* ENUNCIADO DEL EJERCICIO
Identifica y copia cada línea de los datos que contenga la cadena "image", teniendo en cuenta mayúsculas y minúsculas.
---
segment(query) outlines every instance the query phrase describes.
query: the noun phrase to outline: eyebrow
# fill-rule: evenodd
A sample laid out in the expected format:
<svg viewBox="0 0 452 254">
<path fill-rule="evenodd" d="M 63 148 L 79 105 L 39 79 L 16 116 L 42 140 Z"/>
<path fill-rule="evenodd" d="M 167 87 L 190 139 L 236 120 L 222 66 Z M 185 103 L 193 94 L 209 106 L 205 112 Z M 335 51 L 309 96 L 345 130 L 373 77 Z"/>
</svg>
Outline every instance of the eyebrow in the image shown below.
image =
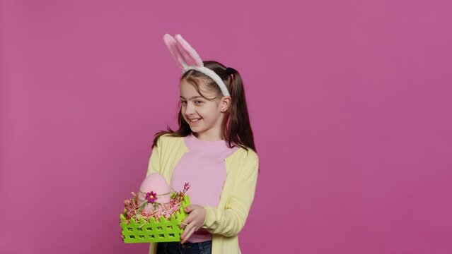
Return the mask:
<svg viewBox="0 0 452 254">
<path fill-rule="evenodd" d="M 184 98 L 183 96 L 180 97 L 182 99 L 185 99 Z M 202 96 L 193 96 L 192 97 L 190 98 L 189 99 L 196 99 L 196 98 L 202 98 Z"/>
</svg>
---
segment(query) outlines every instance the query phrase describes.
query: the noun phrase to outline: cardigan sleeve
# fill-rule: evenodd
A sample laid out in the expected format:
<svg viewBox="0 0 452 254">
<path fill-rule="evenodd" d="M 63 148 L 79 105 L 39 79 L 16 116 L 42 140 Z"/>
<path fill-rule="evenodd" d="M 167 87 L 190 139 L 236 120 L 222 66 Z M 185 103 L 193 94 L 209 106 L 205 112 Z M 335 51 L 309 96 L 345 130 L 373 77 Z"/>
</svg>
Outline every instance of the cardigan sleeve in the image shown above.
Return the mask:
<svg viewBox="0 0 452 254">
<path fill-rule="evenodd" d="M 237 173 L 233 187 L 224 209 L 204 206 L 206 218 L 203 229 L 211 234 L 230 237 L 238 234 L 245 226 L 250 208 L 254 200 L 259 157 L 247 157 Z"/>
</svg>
---
* SOLUCIÓN DEL PROBLEMA
Outline every instance of the eyebrow in the image shown below.
image =
Outline every instance of the cardigan sleeve in the image shown above.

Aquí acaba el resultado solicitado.